PROVIDED DATA:
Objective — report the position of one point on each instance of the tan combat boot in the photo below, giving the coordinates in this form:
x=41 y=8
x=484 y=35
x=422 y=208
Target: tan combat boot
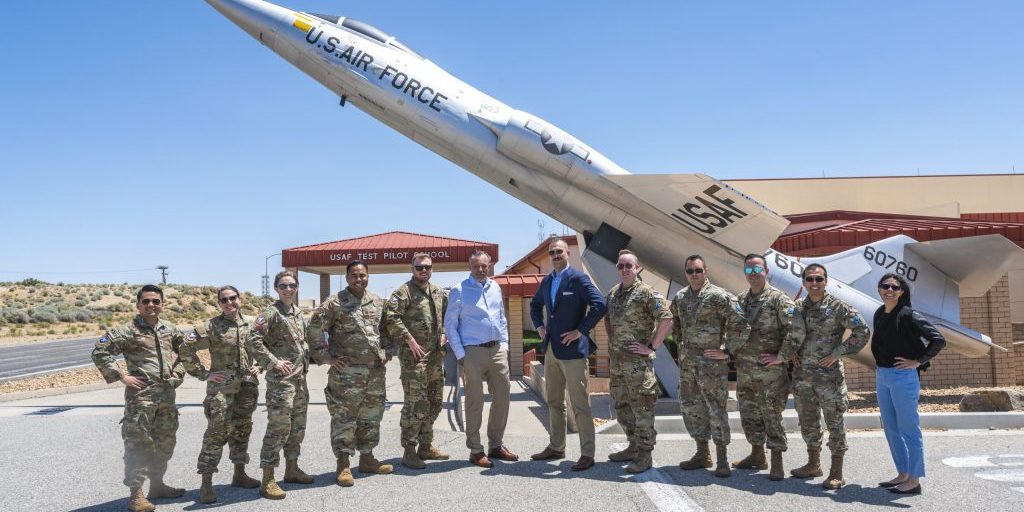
x=159 y=489
x=754 y=461
x=269 y=488
x=701 y=459
x=641 y=463
x=241 y=479
x=138 y=503
x=412 y=460
x=777 y=471
x=295 y=475
x=813 y=466
x=344 y=476
x=206 y=494
x=722 y=454
x=427 y=452
x=370 y=464
x=627 y=454
x=835 y=479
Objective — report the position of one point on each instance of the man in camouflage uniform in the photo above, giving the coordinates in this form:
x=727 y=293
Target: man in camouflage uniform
x=819 y=384
x=709 y=325
x=414 y=314
x=231 y=390
x=637 y=323
x=769 y=312
x=278 y=340
x=355 y=384
x=151 y=422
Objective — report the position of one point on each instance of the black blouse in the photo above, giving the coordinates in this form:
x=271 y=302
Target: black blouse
x=904 y=333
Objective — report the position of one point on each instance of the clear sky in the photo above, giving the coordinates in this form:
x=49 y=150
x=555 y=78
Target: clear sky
x=137 y=133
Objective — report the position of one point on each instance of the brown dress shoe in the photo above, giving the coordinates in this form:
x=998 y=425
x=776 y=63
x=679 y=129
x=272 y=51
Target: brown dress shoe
x=586 y=462
x=480 y=460
x=503 y=454
x=548 y=455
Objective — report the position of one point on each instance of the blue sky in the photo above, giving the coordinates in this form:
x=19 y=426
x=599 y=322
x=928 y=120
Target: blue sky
x=137 y=133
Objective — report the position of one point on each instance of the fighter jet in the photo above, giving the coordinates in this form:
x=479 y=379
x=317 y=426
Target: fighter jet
x=662 y=217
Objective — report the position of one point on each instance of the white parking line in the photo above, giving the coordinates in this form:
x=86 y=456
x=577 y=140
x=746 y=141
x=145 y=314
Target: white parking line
x=660 y=489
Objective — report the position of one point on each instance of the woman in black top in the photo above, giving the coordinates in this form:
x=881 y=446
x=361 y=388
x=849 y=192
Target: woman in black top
x=898 y=343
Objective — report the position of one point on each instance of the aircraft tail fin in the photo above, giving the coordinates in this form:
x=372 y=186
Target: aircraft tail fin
x=939 y=271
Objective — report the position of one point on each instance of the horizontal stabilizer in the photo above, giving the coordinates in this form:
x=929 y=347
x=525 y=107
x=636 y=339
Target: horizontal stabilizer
x=974 y=262
x=709 y=207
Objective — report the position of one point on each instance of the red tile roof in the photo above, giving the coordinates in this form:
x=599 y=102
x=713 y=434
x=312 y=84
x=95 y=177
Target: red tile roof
x=519 y=285
x=828 y=232
x=384 y=248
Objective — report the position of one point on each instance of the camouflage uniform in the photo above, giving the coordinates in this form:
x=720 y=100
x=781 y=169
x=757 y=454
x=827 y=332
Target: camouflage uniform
x=816 y=389
x=418 y=311
x=759 y=387
x=709 y=318
x=229 y=404
x=354 y=394
x=151 y=420
x=280 y=333
x=633 y=315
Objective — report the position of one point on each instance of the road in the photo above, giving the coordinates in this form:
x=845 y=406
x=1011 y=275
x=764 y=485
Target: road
x=33 y=358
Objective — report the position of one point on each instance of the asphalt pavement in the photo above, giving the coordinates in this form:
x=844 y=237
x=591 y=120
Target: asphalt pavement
x=39 y=357
x=64 y=453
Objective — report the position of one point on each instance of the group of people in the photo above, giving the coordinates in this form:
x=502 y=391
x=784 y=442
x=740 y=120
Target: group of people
x=772 y=340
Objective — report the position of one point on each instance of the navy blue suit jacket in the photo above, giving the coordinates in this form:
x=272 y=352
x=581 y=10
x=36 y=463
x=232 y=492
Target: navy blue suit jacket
x=580 y=306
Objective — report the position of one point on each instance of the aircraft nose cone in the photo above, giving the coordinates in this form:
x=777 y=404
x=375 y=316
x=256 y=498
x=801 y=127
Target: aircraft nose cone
x=254 y=16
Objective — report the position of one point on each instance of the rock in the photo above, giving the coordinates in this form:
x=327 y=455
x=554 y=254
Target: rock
x=992 y=400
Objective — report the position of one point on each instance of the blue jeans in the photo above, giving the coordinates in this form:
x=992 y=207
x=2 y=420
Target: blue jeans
x=898 y=392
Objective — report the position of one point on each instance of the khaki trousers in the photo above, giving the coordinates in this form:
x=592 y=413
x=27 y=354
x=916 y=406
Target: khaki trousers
x=491 y=365
x=560 y=375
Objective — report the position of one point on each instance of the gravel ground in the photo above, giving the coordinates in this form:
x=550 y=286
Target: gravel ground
x=932 y=400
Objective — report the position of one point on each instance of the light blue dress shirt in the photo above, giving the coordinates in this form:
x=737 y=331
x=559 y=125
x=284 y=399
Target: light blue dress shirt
x=475 y=315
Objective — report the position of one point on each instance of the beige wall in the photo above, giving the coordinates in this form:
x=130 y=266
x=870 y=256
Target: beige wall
x=946 y=195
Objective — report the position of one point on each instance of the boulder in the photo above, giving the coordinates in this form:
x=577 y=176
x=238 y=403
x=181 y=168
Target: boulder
x=992 y=400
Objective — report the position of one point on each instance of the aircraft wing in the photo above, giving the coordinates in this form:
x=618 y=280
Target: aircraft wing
x=708 y=207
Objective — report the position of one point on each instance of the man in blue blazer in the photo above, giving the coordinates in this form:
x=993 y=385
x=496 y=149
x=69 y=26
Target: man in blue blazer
x=564 y=310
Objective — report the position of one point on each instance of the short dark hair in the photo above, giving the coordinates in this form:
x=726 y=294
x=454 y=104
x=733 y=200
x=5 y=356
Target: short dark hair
x=285 y=273
x=755 y=256
x=356 y=262
x=148 y=288
x=904 y=299
x=812 y=266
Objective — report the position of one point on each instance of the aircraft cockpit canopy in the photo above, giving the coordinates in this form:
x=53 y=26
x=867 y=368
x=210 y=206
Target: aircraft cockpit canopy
x=366 y=30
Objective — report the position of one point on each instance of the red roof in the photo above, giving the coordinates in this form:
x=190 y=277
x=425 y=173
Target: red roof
x=393 y=247
x=829 y=232
x=519 y=285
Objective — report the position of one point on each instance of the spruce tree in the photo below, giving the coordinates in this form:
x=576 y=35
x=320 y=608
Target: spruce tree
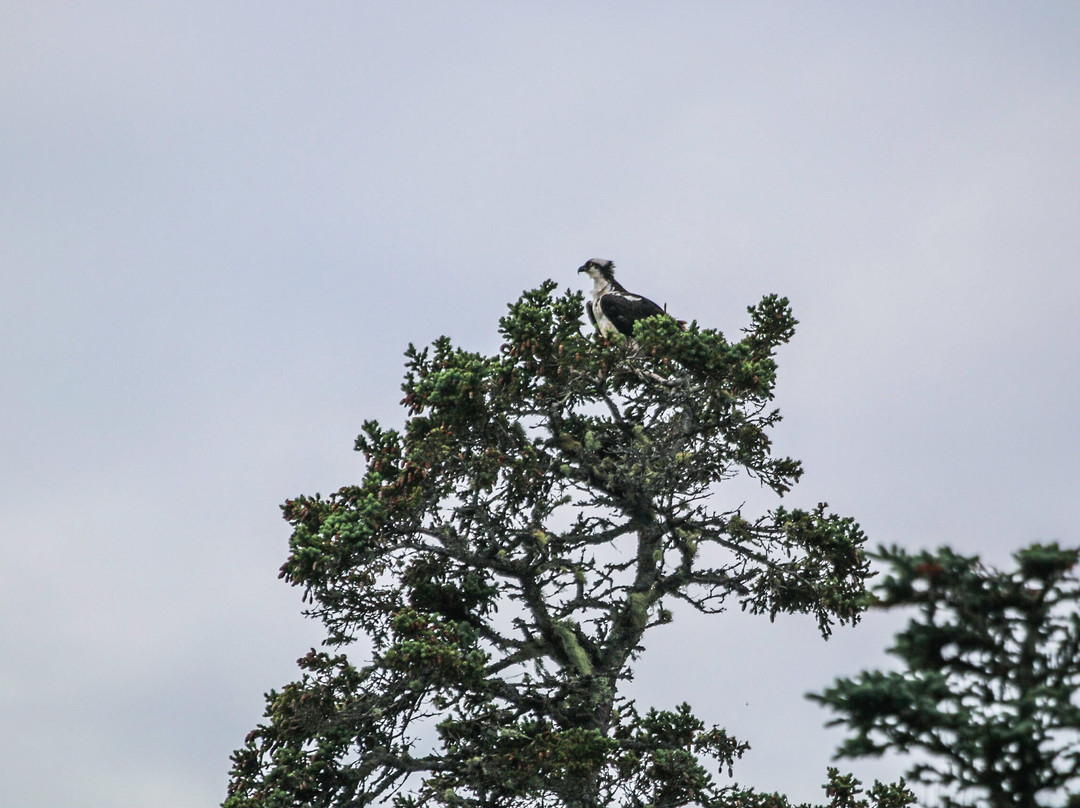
x=505 y=553
x=990 y=670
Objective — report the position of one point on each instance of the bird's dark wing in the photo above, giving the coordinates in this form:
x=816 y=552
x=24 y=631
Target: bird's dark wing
x=624 y=310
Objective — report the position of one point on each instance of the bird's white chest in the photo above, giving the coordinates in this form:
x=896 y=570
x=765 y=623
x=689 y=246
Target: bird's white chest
x=606 y=326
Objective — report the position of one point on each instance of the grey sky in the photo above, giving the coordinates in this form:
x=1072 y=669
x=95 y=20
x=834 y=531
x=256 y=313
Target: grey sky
x=220 y=224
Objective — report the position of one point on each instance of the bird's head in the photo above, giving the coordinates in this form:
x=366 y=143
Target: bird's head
x=598 y=269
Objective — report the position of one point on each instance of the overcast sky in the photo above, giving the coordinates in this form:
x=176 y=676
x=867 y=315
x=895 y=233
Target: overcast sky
x=224 y=221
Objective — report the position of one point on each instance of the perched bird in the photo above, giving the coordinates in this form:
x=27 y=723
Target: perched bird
x=611 y=309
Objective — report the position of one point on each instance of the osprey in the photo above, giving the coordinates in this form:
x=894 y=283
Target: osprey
x=611 y=308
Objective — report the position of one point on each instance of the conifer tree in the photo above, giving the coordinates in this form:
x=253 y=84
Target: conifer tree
x=504 y=555
x=990 y=671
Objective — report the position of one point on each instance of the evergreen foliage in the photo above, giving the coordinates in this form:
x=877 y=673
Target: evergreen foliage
x=988 y=687
x=504 y=555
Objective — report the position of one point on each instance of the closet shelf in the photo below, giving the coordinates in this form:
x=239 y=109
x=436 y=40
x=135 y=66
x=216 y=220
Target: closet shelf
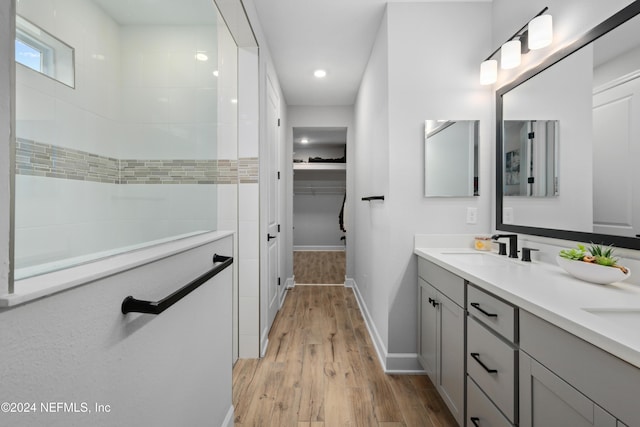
x=316 y=189
x=319 y=166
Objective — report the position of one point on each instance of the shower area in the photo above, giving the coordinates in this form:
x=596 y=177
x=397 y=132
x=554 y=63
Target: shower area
x=126 y=123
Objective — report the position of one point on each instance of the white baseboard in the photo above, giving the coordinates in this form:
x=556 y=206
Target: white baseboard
x=318 y=248
x=290 y=283
x=228 y=419
x=392 y=363
x=264 y=343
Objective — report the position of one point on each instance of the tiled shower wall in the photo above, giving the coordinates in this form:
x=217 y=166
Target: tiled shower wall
x=46 y=160
x=143 y=112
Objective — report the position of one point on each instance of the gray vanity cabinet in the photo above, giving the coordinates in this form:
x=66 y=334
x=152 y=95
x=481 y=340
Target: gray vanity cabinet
x=547 y=400
x=567 y=381
x=442 y=323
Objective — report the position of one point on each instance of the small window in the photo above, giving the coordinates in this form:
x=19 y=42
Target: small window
x=44 y=53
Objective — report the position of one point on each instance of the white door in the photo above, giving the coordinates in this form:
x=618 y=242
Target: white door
x=616 y=179
x=273 y=197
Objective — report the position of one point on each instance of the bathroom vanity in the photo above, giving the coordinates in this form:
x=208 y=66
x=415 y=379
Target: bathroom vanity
x=513 y=343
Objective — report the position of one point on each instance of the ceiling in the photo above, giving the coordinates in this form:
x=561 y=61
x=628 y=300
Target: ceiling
x=335 y=35
x=159 y=12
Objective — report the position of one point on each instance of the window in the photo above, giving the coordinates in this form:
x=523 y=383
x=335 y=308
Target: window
x=42 y=52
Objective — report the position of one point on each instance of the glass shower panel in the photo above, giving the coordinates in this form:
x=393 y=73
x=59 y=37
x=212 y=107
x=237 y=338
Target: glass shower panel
x=130 y=156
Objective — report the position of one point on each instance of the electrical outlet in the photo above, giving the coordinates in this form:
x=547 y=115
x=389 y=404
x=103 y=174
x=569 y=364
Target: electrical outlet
x=472 y=215
x=507 y=216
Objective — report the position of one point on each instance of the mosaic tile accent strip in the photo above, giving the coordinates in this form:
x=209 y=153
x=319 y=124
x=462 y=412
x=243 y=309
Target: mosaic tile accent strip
x=35 y=158
x=168 y=171
x=248 y=170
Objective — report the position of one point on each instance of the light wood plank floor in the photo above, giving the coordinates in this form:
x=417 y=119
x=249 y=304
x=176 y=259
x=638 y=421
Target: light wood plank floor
x=321 y=370
x=319 y=267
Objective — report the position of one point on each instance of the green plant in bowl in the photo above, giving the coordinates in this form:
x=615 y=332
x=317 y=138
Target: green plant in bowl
x=576 y=253
x=595 y=254
x=603 y=255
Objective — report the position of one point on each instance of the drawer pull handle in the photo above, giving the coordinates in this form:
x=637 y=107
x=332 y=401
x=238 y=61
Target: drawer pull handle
x=476 y=357
x=486 y=313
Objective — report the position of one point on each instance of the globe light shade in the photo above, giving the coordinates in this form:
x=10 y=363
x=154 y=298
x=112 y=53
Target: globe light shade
x=540 y=32
x=510 y=54
x=488 y=72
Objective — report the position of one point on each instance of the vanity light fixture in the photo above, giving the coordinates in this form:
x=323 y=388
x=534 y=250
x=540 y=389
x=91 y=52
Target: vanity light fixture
x=535 y=34
x=510 y=54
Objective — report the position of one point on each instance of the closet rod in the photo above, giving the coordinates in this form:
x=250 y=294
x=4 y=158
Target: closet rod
x=370 y=198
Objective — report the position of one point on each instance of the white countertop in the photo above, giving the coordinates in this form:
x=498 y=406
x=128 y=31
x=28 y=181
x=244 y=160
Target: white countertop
x=550 y=293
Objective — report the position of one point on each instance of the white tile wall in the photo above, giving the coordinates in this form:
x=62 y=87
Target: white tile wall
x=139 y=93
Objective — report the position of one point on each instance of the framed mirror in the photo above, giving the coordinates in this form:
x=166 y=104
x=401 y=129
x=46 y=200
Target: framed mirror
x=451 y=158
x=590 y=92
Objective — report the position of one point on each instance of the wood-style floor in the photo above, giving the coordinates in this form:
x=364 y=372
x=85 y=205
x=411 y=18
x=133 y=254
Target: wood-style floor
x=319 y=267
x=321 y=370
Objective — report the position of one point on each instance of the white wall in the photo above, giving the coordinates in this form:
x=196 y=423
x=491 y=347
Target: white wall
x=165 y=370
x=372 y=221
x=248 y=207
x=266 y=68
x=437 y=81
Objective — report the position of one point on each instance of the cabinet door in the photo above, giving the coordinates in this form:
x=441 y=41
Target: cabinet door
x=451 y=360
x=547 y=400
x=428 y=329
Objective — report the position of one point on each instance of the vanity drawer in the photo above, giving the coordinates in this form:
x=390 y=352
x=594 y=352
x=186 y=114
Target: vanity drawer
x=443 y=280
x=481 y=411
x=491 y=363
x=493 y=312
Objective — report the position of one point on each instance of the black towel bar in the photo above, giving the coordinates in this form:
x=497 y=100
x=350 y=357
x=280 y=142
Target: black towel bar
x=370 y=198
x=132 y=305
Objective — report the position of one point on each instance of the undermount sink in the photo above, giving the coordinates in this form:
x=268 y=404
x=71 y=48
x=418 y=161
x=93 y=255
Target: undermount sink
x=626 y=316
x=478 y=259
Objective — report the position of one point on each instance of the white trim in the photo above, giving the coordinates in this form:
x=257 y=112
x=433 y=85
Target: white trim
x=404 y=363
x=228 y=419
x=290 y=283
x=392 y=363
x=381 y=349
x=47 y=284
x=264 y=343
x=302 y=248
x=617 y=82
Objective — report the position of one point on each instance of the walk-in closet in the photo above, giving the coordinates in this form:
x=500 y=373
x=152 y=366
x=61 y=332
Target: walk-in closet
x=319 y=199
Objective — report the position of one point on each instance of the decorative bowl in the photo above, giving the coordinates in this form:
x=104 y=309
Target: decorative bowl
x=593 y=273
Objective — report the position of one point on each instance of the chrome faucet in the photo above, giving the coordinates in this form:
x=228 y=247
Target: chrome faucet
x=513 y=243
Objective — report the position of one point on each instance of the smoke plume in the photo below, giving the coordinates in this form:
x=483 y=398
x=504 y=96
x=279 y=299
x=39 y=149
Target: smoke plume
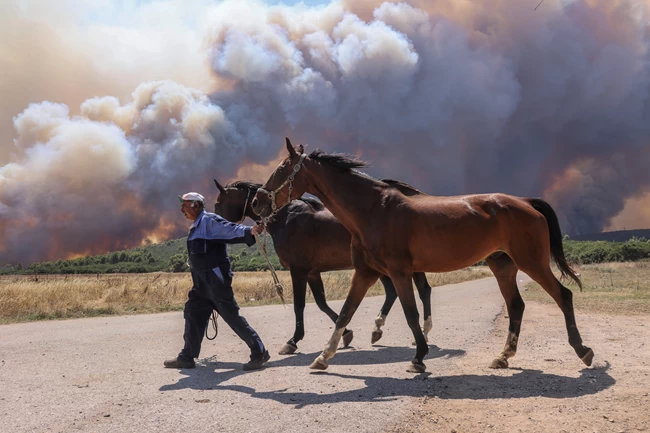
x=452 y=96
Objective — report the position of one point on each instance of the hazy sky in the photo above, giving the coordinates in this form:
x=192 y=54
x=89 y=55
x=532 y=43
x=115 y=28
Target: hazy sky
x=112 y=108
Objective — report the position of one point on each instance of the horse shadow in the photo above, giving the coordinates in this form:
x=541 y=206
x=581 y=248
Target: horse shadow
x=524 y=383
x=210 y=372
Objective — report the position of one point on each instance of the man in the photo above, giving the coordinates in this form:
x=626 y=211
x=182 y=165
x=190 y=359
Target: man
x=212 y=278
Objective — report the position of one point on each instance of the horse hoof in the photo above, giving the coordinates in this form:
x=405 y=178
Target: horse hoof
x=288 y=349
x=416 y=367
x=588 y=358
x=319 y=364
x=499 y=363
x=347 y=338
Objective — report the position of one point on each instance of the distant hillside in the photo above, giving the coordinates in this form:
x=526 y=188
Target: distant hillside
x=169 y=256
x=617 y=236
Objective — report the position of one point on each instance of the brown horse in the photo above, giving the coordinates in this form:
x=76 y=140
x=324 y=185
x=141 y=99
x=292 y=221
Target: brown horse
x=308 y=241
x=396 y=234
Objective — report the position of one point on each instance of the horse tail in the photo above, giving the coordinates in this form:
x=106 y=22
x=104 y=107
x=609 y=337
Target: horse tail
x=555 y=234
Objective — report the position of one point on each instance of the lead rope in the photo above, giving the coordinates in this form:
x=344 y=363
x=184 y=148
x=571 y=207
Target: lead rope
x=262 y=246
x=214 y=317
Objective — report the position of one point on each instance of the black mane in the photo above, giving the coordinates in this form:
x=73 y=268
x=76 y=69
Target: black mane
x=338 y=161
x=244 y=184
x=403 y=187
x=315 y=203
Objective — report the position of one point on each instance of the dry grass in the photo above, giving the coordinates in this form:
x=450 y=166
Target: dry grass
x=616 y=288
x=22 y=298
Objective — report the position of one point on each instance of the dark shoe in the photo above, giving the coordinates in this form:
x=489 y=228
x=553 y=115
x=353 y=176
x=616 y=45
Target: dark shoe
x=179 y=363
x=257 y=363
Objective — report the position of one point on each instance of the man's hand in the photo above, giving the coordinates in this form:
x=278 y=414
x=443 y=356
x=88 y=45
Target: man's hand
x=257 y=229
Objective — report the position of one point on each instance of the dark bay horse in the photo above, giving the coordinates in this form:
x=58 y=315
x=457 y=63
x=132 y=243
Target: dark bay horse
x=308 y=241
x=396 y=234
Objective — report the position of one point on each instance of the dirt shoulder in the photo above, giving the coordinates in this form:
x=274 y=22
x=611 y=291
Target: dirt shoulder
x=546 y=388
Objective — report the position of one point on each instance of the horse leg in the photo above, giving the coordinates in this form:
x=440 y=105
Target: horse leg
x=505 y=271
x=391 y=296
x=299 y=281
x=563 y=297
x=363 y=278
x=424 y=290
x=318 y=289
x=404 y=286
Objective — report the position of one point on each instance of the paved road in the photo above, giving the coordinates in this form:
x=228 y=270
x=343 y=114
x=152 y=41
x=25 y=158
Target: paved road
x=105 y=374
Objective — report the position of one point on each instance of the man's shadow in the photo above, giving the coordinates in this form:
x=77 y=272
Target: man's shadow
x=522 y=384
x=205 y=377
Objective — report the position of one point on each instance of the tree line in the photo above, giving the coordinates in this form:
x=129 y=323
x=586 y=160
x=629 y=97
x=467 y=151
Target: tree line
x=171 y=256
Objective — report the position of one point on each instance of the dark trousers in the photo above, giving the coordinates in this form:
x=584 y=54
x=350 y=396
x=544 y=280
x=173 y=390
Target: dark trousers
x=198 y=309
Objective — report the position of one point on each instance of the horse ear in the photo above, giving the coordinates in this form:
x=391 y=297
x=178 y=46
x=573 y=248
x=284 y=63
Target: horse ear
x=290 y=148
x=219 y=187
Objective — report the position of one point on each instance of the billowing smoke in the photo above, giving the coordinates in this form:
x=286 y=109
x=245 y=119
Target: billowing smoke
x=452 y=96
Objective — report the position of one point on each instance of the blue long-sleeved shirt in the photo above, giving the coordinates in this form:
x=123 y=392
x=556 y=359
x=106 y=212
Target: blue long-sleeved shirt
x=211 y=226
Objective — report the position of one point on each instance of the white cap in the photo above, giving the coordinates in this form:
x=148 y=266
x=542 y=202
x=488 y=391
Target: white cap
x=191 y=196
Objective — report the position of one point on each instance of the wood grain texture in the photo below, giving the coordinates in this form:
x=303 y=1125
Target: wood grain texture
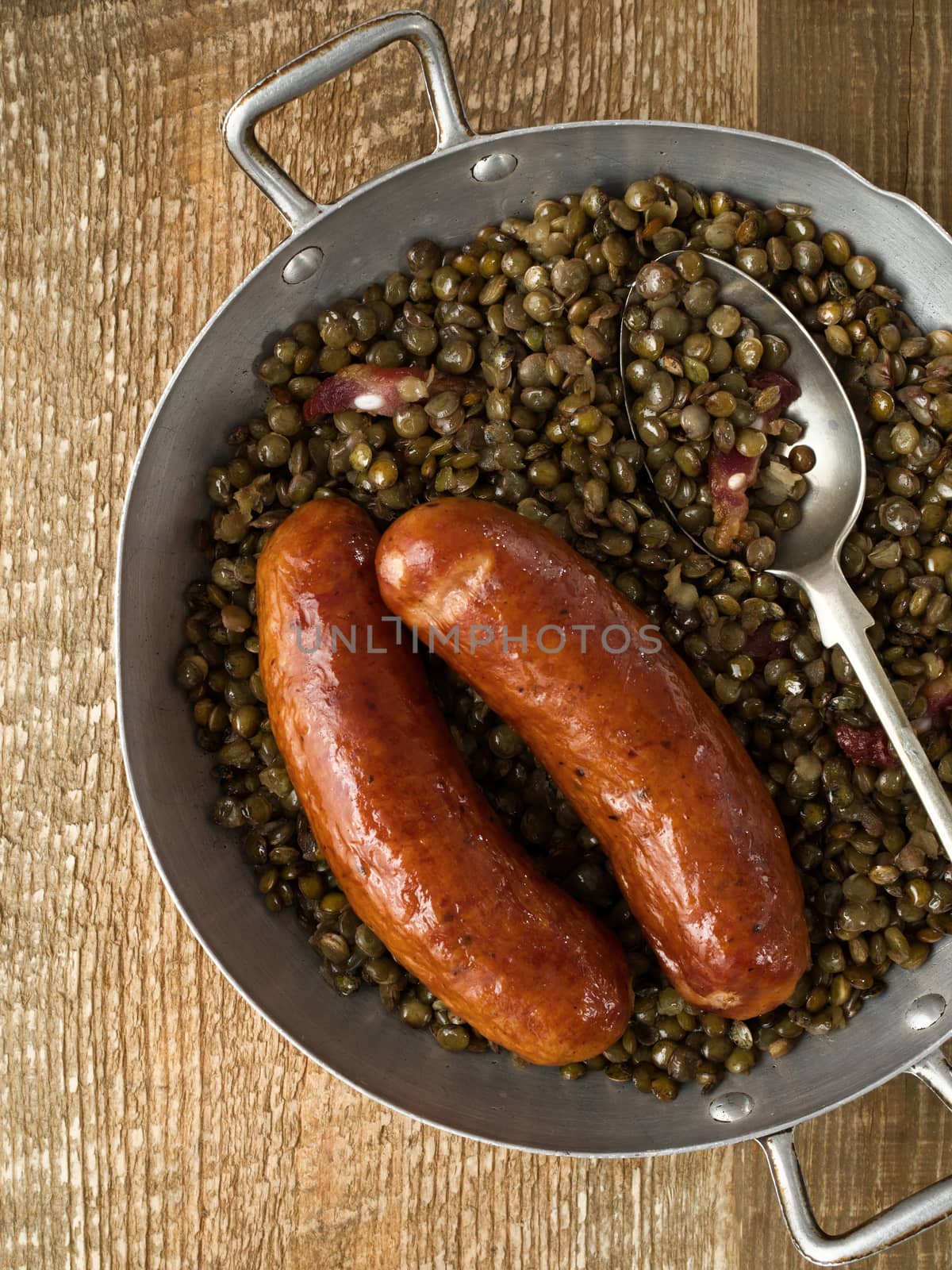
x=148 y=1117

REQUIREMENT:
Write out the entries again, beginning at the line that contains "the horse hoof" and stopping after the line that contains "x=315 y=203". Keep every line, including the requests. Shift each x and y value in the answers up by 62, and leave the sample coordinates in the requests as they are.

RESULT FOR THIS EXERCISE:
Objective — report the position of one point on each instance of the horse hoof in the photo above, giving the coordinates in this form:
x=405 y=178
Target: horse hoof
x=350 y=411
x=478 y=429
x=650 y=420
x=381 y=426
x=561 y=425
x=409 y=400
Objective — report the position of one point on each instance of the distant hillside in the photo above, giving the coordinates in this form:
x=526 y=188
Target: distant hillside
x=231 y=318
x=679 y=298
Objective — report the position of one point on each instance of the brown horse in the photo above, giving the coordinates in this form:
x=76 y=140
x=324 y=185
x=141 y=99
x=292 y=221
Target: brown horse
x=370 y=303
x=458 y=296
Objective — report the position of one point on each instance of the horse tail in the photo above, giving the coordinates in this form:
x=106 y=22
x=104 y=107
x=609 y=337
Target: horse tail
x=617 y=296
Objective — report the position of one point on each instance of the lead rope in the photo above, giving the coordinates in this form:
x=344 y=363
x=184 y=148
x=571 y=207
Target: lead rope
x=324 y=308
x=276 y=379
Objective — report the position of one point on each instance of the black mane in the photo above, giving the coordinates in this form:
x=73 y=268
x=76 y=69
Target: black mane
x=400 y=223
x=306 y=246
x=465 y=249
x=377 y=265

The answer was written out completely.